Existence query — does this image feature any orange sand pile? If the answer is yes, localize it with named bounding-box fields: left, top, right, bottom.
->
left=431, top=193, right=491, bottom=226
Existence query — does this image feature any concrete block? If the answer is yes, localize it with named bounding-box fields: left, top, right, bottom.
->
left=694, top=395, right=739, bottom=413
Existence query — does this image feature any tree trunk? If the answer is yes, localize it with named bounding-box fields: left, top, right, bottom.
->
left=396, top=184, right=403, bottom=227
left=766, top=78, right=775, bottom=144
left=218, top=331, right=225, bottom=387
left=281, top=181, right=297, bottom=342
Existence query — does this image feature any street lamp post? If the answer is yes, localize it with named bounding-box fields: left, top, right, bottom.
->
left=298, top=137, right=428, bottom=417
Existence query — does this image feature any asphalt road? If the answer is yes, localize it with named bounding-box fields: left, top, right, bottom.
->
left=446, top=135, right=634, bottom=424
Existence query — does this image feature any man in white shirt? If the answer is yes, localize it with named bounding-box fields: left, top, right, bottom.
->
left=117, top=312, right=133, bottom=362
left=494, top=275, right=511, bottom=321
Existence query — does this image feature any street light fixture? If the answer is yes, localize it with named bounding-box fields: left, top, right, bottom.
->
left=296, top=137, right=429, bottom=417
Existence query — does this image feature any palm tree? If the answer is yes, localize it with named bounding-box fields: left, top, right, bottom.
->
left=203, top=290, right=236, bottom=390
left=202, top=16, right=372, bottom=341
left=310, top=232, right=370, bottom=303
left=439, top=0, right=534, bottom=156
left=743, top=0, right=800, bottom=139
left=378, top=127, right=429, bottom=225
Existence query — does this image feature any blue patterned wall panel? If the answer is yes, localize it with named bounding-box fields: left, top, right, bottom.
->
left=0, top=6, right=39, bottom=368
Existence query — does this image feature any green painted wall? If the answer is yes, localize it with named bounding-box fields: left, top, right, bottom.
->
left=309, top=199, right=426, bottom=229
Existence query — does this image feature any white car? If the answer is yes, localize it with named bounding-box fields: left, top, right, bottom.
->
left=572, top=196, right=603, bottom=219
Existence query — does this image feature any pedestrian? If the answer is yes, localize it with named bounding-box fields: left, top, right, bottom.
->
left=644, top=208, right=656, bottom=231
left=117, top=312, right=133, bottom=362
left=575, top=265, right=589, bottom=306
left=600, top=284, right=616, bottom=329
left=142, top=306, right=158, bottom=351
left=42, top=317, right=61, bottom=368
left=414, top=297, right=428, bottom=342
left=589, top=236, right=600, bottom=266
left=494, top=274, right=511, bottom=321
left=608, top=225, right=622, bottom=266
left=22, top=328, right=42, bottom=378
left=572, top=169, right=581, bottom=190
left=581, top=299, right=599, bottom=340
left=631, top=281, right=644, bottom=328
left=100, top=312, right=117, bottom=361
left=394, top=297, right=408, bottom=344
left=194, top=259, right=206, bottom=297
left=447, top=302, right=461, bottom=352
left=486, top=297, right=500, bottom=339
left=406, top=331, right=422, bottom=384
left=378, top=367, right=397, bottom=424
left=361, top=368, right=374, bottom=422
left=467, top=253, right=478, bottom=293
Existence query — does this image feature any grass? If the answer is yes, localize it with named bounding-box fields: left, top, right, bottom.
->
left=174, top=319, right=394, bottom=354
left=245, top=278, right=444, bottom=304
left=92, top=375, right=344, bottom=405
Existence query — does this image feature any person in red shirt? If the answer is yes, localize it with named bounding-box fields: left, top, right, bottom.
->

= What the task asks =
Lay out the items above as a JSON list of strings, one string per line and blank lines left out, starting with the first line and ending with the line containing "left=378, top=127, right=429, bottom=225". Include both of those lines.

= Exercise response =
[
  "Existence query — does this image feature any orange sand pile? If the answer is yes, localize it with named bounding-box fields: left, top, right, bottom.",
  "->",
  "left=431, top=193, right=491, bottom=226",
  "Existence query — does this image feature any concrete block? If the answer is yes, localize it with named bounding-box fields: left, top, right, bottom.",
  "->",
  "left=694, top=395, right=739, bottom=413",
  "Existence query — does this image feature any tree trunk? If the answer is yes, localize it with named bounding-box fields: left, top, right, bottom.",
  "->",
  "left=396, top=184, right=403, bottom=227",
  "left=766, top=78, right=775, bottom=144",
  "left=218, top=331, right=225, bottom=387",
  "left=281, top=181, right=297, bottom=342",
  "Existence query — does this image feature any street lamp post? If the answer is yes, localize it with named bounding-box fields: left, top, right, bottom.",
  "->",
  "left=298, top=137, right=428, bottom=417",
  "Existence query — does this image feature any asphalt road? If the answer is yes, localize it with named bounding-box fields: left, top, right, bottom.",
  "->",
  "left=446, top=135, right=634, bottom=424",
  "Existence query — does this image feature any man in white shirt? If the answer is yes, localize it with named bounding-box fields: left, top, right, bottom.",
  "->",
  "left=117, top=312, right=133, bottom=362",
  "left=494, top=275, right=511, bottom=321",
  "Existence query — does this image feature any street light fixture? If the answer is yes, localize it with named bounding-box fields: left, top, right, bottom.",
  "->",
  "left=296, top=137, right=429, bottom=417",
  "Existence query — does this image feature any palm tree? If the answer is yes, localize it with named bounding-box fields: left, top, right, bottom.",
  "->",
  "left=203, top=290, right=236, bottom=390",
  "left=202, top=16, right=372, bottom=341",
  "left=310, top=232, right=370, bottom=303",
  "left=439, top=0, right=534, bottom=156",
  "left=743, top=0, right=800, bottom=139",
  "left=378, top=127, right=429, bottom=225"
]